***** MATERIAL FOR THIS EXERCISE
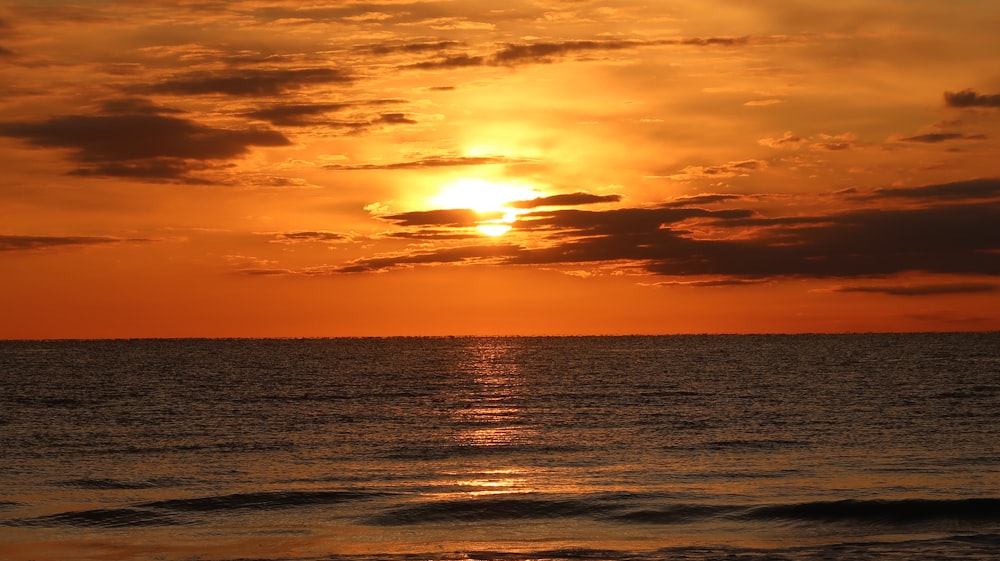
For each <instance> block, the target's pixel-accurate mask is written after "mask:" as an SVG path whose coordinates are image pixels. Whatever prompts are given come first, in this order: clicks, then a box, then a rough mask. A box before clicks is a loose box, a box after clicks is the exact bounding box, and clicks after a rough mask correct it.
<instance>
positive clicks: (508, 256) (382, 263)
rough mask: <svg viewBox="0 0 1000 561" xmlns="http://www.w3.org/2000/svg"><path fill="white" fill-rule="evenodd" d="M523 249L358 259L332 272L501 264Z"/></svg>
mask: <svg viewBox="0 0 1000 561" xmlns="http://www.w3.org/2000/svg"><path fill="white" fill-rule="evenodd" d="M520 251H521V248H520V247H519V246H516V245H504V244H495V245H494V244H490V245H472V246H463V247H452V248H445V249H438V250H434V251H427V252H420V253H409V254H402V255H394V256H385V257H369V258H364V259H357V260H355V261H352V262H351V263H350V264H348V265H346V266H344V267H341V268H339V269H336V270H333V271H330V272H339V273H364V272H372V271H381V270H385V269H391V268H393V267H398V266H400V265H421V264H424V265H431V264H447V263H463V262H483V261H486V262H500V261H502V260H504V259H505V258H509V257H511V256H513V255H516V254H517V253H518V252H520Z"/></svg>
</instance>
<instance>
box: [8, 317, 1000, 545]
mask: <svg viewBox="0 0 1000 561" xmlns="http://www.w3.org/2000/svg"><path fill="white" fill-rule="evenodd" d="M0 559H3V560H5V561H29V560H34V561H46V560H80V561H91V560H93V561H96V560H142V561H147V560H163V561H172V560H194V559H199V560H237V559H239V560H251V559H252V560H342V559H343V560H359V561H360V560H373V559H386V560H390V561H392V560H398V561H415V560H438V559H441V560H461V559H475V560H503V561H517V560H536V559H537V560H542V559H544V560H585V561H587V560H630V561H651V560H683V561H702V560H727V561H749V560H768V561H783V560H792V561H798V560H839V559H850V560H858V561H865V560H871V559H887V560H918V559H919V560H951V559H974V560H983V561H985V560H996V559H1000V334H998V333H980V334H957V333H956V334H906V335H903V334H877V335H794V336H782V335H770V336H765V335H761V336H669V337H543V338H516V337H515V338H387V339H378V338H375V339H306V340H119V341H36V342H23V341H21V342H18V341H6V342H0Z"/></svg>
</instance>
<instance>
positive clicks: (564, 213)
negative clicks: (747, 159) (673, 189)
mask: <svg viewBox="0 0 1000 561" xmlns="http://www.w3.org/2000/svg"><path fill="white" fill-rule="evenodd" d="M753 215H754V213H753V211H750V210H746V209H727V210H719V211H712V210H705V209H701V208H666V207H662V208H655V207H654V208H619V209H611V210H605V211H589V210H577V209H567V210H555V211H548V212H533V213H531V214H528V215H524V216H522V217H521V219H519V220H518V221H517V222H515V223H514V225H515V227H516V228H518V229H520V230H546V231H550V232H553V234H554V235H557V236H559V237H574V238H575V237H578V236H580V235H588V236H597V235H600V236H609V237H613V236H630V235H633V234H636V235H639V234H642V235H645V234H652V235H654V236H655V235H656V234H658V233H659V232H662V231H664V230H665V229H664V226H665V225H669V224H675V223H678V222H682V221H685V220H689V219H692V218H699V219H742V218H749V217H751V216H753ZM632 241H635V240H632Z"/></svg>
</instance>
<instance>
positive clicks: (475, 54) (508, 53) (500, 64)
mask: <svg viewBox="0 0 1000 561" xmlns="http://www.w3.org/2000/svg"><path fill="white" fill-rule="evenodd" d="M749 42H750V38H749V37H689V38H682V39H659V40H649V41H638V40H574V41H553V42H547V41H539V42H536V43H507V44H505V45H503V46H502V47H500V48H499V49H497V50H496V51H494V52H493V53H491V54H488V55H478V54H468V53H459V54H452V55H448V56H445V57H443V58H440V59H437V60H432V61H424V62H418V63H415V64H411V65H408V68H417V69H435V68H465V67H470V66H516V65H521V64H547V63H552V62H555V61H556V60H557V59H560V58H564V57H567V56H570V55H572V54H575V53H586V52H602V51H605V52H606V51H618V50H623V49H634V48H640V47H653V46H666V45H688V46H699V47H708V46H735V45H744V44H747V43H749Z"/></svg>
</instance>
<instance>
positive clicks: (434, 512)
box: [364, 495, 624, 526]
mask: <svg viewBox="0 0 1000 561" xmlns="http://www.w3.org/2000/svg"><path fill="white" fill-rule="evenodd" d="M621 508H624V505H623V504H617V503H614V502H611V503H605V502H603V501H595V500H587V499H570V498H567V499H552V498H542V497H540V496H538V495H522V496H517V497H483V498H476V499H462V500H448V501H432V502H426V503H419V504H412V505H405V506H402V507H397V508H393V509H390V510H388V511H386V512H383V513H381V514H378V515H375V516H371V517H369V518H367V519H366V520H365V521H364V522H365V523H367V524H370V525H374V526H405V525H411V524H423V523H428V522H459V521H480V522H481V521H489V520H519V519H538V518H574V517H581V516H582V517H601V516H602V515H605V514H606V513H608V512H609V511H614V510H617V509H621Z"/></svg>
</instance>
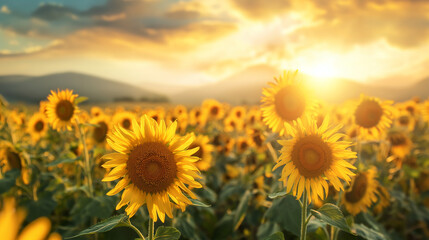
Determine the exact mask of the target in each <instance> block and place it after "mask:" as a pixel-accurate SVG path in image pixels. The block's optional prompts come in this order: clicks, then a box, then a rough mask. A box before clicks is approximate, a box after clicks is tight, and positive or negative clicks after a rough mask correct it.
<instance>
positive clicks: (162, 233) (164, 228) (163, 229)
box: [155, 226, 181, 240]
mask: <svg viewBox="0 0 429 240" xmlns="http://www.w3.org/2000/svg"><path fill="white" fill-rule="evenodd" d="M180 235H181V234H180V232H179V230H177V229H176V228H174V227H164V226H161V227H159V228H157V229H156V233H155V240H170V239H172V240H177V239H179V238H180Z"/></svg>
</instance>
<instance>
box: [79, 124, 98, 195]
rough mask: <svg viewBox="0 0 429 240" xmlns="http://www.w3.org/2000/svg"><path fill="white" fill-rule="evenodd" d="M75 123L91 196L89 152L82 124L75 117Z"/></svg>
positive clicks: (91, 181) (90, 165) (90, 184)
mask: <svg viewBox="0 0 429 240" xmlns="http://www.w3.org/2000/svg"><path fill="white" fill-rule="evenodd" d="M76 124H77V129H78V130H79V137H80V141H81V142H82V145H83V151H84V155H85V172H86V177H87V180H88V188H89V194H90V196H91V197H93V196H94V190H93V185H92V175H91V164H90V162H89V153H88V147H87V145H86V139H85V133H84V131H83V130H82V126H81V125H80V123H79V119H76Z"/></svg>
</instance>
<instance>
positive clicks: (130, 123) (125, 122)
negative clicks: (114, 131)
mask: <svg viewBox="0 0 429 240" xmlns="http://www.w3.org/2000/svg"><path fill="white" fill-rule="evenodd" d="M122 127H123V128H125V129H130V127H131V120H130V119H128V118H125V119H124V120H122Z"/></svg>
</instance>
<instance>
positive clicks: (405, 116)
mask: <svg viewBox="0 0 429 240" xmlns="http://www.w3.org/2000/svg"><path fill="white" fill-rule="evenodd" d="M395 125H397V126H399V127H401V128H404V129H408V131H413V130H414V127H415V126H416V118H415V117H413V116H412V115H411V114H410V113H409V112H407V111H399V113H398V115H397V117H396V118H395Z"/></svg>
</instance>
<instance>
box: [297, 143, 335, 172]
mask: <svg viewBox="0 0 429 240" xmlns="http://www.w3.org/2000/svg"><path fill="white" fill-rule="evenodd" d="M292 161H293V163H294V165H295V166H296V167H297V168H298V171H299V174H300V175H302V176H304V177H306V178H313V177H319V176H321V175H322V174H323V173H324V172H325V171H326V170H327V169H328V168H329V167H330V166H331V164H332V151H331V148H330V147H329V146H328V144H327V143H325V142H324V141H323V140H322V139H321V138H320V137H318V136H314V135H310V136H305V137H303V138H301V139H299V140H298V141H297V142H296V143H295V145H294V147H293V149H292Z"/></svg>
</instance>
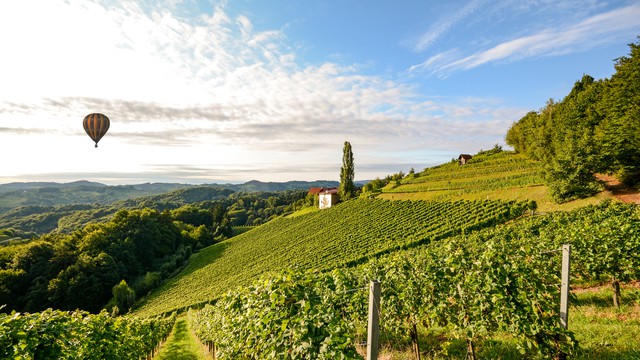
**********
→ **TO DO**:
Please count the lines of the material above that contain the string "block", treating uppercase and lowercase as different, and reply with only that number.

→ **EXERCISE SOLUTION**:
2